Transcribe all the entries word for word, but omit the images.

BEGIN

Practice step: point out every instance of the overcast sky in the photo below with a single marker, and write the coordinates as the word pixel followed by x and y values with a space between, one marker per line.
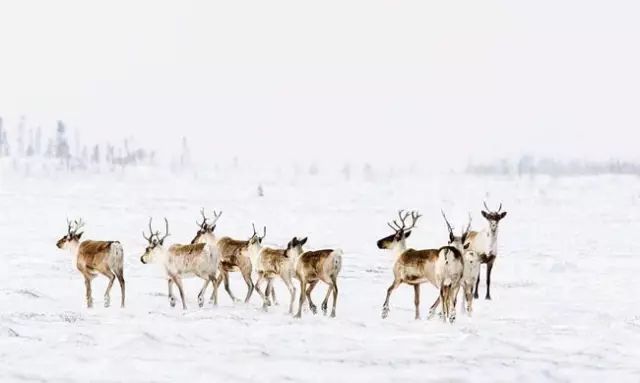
pixel 350 79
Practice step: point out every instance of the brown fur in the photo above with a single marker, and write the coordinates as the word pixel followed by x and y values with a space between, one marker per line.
pixel 320 265
pixel 272 261
pixel 92 256
pixel 233 259
pixel 186 249
pixel 312 262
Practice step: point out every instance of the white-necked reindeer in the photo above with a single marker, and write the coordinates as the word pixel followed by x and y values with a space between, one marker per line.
pixel 318 265
pixel 279 262
pixel 181 261
pixel 206 234
pixel 92 257
pixel 235 255
pixel 441 267
pixel 471 263
pixel 485 244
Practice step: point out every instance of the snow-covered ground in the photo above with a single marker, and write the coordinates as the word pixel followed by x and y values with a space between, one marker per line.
pixel 565 304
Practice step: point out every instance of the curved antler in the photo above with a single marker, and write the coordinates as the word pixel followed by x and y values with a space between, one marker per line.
pixel 216 217
pixel 166 230
pixel 449 227
pixel 402 226
pixel 204 219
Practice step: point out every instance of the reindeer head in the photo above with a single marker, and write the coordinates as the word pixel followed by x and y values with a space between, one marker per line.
pixel 401 230
pixel 154 242
pixel 72 236
pixel 493 217
pixel 206 229
pixel 294 247
pixel 459 242
pixel 256 240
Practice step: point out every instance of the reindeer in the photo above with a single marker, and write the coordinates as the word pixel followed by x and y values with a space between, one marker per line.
pixel 440 267
pixel 485 244
pixel 180 261
pixel 279 262
pixel 319 265
pixel 471 263
pixel 239 256
pixel 206 234
pixel 92 257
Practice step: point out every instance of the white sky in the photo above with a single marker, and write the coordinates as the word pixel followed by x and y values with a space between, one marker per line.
pixel 349 79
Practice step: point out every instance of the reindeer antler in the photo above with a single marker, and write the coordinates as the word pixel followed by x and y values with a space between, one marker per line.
pixel 447 222
pixel 468 229
pixel 204 219
pixel 150 232
pixel 216 217
pixel 403 217
pixel 166 231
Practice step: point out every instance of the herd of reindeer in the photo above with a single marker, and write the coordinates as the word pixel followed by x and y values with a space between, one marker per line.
pixel 211 258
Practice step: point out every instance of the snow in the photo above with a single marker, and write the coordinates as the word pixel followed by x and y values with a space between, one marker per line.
pixel 564 285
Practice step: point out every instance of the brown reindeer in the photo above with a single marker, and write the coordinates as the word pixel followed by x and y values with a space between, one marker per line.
pixel 485 244
pixel 319 265
pixel 92 257
pixel 415 267
pixel 236 256
pixel 180 261
pixel 272 263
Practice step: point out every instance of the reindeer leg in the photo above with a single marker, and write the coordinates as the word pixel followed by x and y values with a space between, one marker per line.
pixel 475 292
pixel 335 296
pixel 385 306
pixel 325 302
pixel 468 295
pixel 303 295
pixel 443 299
pixel 107 293
pixel 120 276
pixel 87 287
pixel 269 289
pixel 489 268
pixel 416 299
pixel 214 295
pixel 202 291
pixel 265 298
pixel 225 278
pixel 177 280
pixel 172 299
pixel 292 290
pixel 312 306
pixel 273 296
pixel 247 279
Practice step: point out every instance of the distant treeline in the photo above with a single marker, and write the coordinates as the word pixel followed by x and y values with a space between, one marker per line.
pixel 530 165
pixel 53 146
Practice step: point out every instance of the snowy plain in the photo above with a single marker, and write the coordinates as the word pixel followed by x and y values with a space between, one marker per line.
pixel 564 308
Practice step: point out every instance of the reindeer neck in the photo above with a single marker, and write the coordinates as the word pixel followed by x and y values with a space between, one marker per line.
pixel 74 248
pixel 399 249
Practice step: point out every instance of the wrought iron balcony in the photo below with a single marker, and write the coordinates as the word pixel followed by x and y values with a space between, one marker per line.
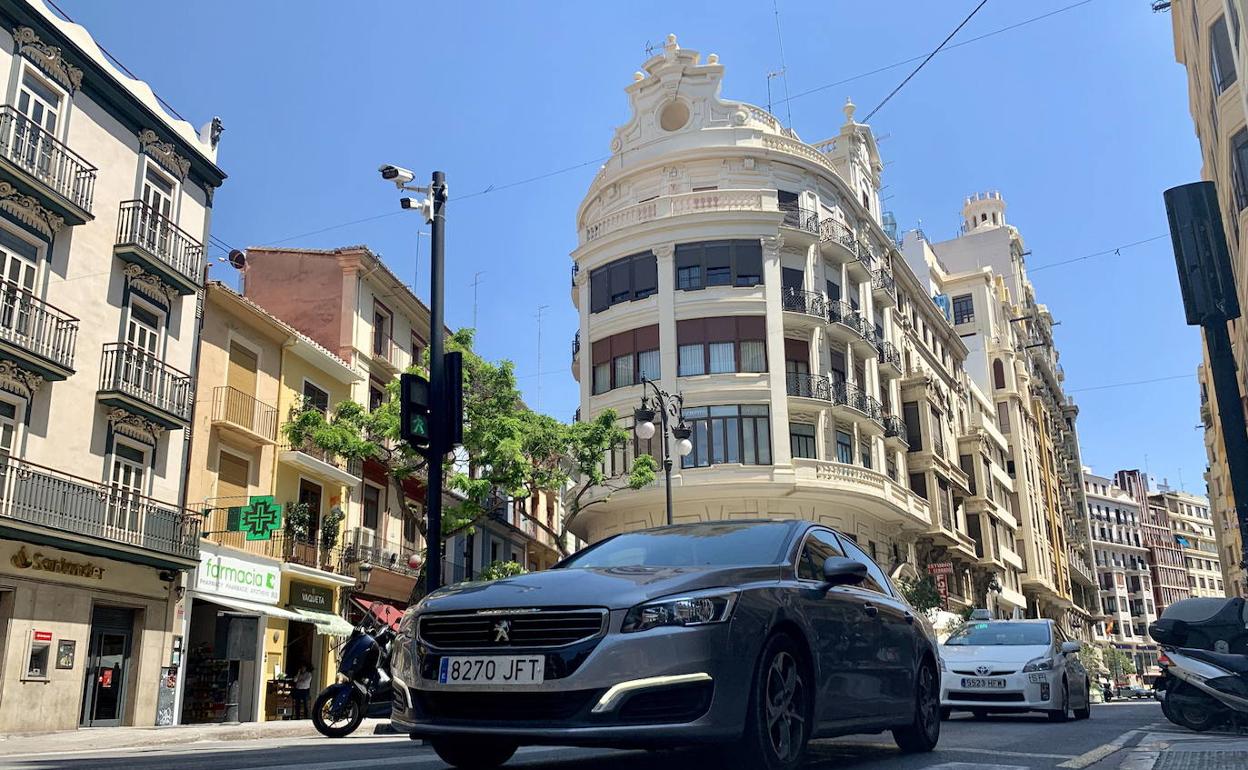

END

* [Complete output]:
Practice step: point out every instance of the overcast sky in the photo below with a single marker, and write the coordinates as the word pixel followed by x and y values with a space between, one marker per line.
pixel 350 79
Practice step: point out every instance of the brown fur in the photo above with a single marker, and write the coordinates as the word pixel followed by x and y values with a space between, one marker per line.
pixel 320 265
pixel 272 261
pixel 92 256
pixel 233 259
pixel 186 249
pixel 312 262
Practice step: point out every instance of the white-necked reindeer in the photo above with a single marker, and write the coordinates as the word pixel followed by x and y values with a space between, one marker per line.
pixel 318 265
pixel 279 262
pixel 181 261
pixel 206 234
pixel 92 257
pixel 235 255
pixel 441 267
pixel 471 263
pixel 485 244
Practice step: point out every instance of the snow-covered ground in the photo above with a single marker, and write the coordinates as the word pixel followed by x and y values with a space between, one marker per line.
pixel 565 304
Practice step: point out every instance of the curved antler in the photo above with a single marker, and write the coordinates as the word pixel followed by x and y values with a space between, one marker per line.
pixel 216 217
pixel 166 230
pixel 449 227
pixel 402 226
pixel 204 219
Practice step: point out every instance of the reindeer head in the photo above with a single marker, and write the coordinates as the word pixel followed by x and y values with a space between, one marker per line.
pixel 401 230
pixel 154 242
pixel 72 236
pixel 493 217
pixel 206 229
pixel 294 247
pixel 459 242
pixel 256 240
Practice step: point out every instance of the reindeer in the photo above with a single marker, and write the coordinates as the word pixel followed by x and y values with a space between, one marker per line.
pixel 440 267
pixel 485 244
pixel 180 261
pixel 279 262
pixel 319 265
pixel 471 263
pixel 239 256
pixel 206 234
pixel 92 257
Practice step: point out every instance of the white sky in the photo above with a single marker, and write the coordinates as the word pixel followed by x and y values with a space between, one marker per line.
pixel 349 79
Practice step: point out every instance of the reindeer antler in the photo above with a single marker, and write the coordinates as the word pixel followed by x and y values with a space between, one marker per line.
pixel 447 222
pixel 468 229
pixel 204 219
pixel 150 232
pixel 216 217
pixel 403 217
pixel 166 231
Practice step: point out every instance of the herd of reindeer in the photo above with a single marker, and write the coordinates as the word pixel followed by x and y values with a space between, one marker per line.
pixel 211 258
Practice step: point out every instance of the snow in the photo above with a single marker, and write the coordinates as the word pixel followed by x and y values with a space between, one marker per line.
pixel 564 285
Practice step: point out every instance of the brown reindeer in the photo above with a single marker, and write the coordinates as the word pixel followed by x and y values with a space between, one marker per line.
pixel 485 244
pixel 319 265
pixel 92 257
pixel 415 267
pixel 236 256
pixel 180 261
pixel 272 263
Practice step: point out every instance of the reindeer leg in the photo above with a single marker, and write the coordinates as the word pixel followed by x and y values with a space between, one marker per line.
pixel 475 292
pixel 335 296
pixel 385 306
pixel 325 302
pixel 468 295
pixel 303 295
pixel 443 299
pixel 107 293
pixel 120 276
pixel 87 287
pixel 269 289
pixel 489 268
pixel 416 299
pixel 214 295
pixel 202 291
pixel 265 298
pixel 225 278
pixel 177 280
pixel 172 299
pixel 292 290
pixel 312 306
pixel 273 296
pixel 247 279
Practice step: point out every instance of the distant treeline in the photo above with a single marker, and write the coordinates as the word pixel followed by x and y values with a space between, one marker per line.
pixel 530 165
pixel 53 146
Practice step: point out every instance of the snowy plain in the photo above with a single marker, and write the coordinates as the word pixel followed by x and y values with a space between, one marker per line.
pixel 564 308
Practice step: point out every instance of the reindeer neck in the photo above with a single marker, and write the coordinates as the word pixel followed by x and y values with a space between, one marker per line.
pixel 74 248
pixel 399 249
Practice step: point out every instance of the wrought iron balcony in the photo below with a single marker, and write the coordinates as the word pixel followed by x and y values with a space between, one marker per line.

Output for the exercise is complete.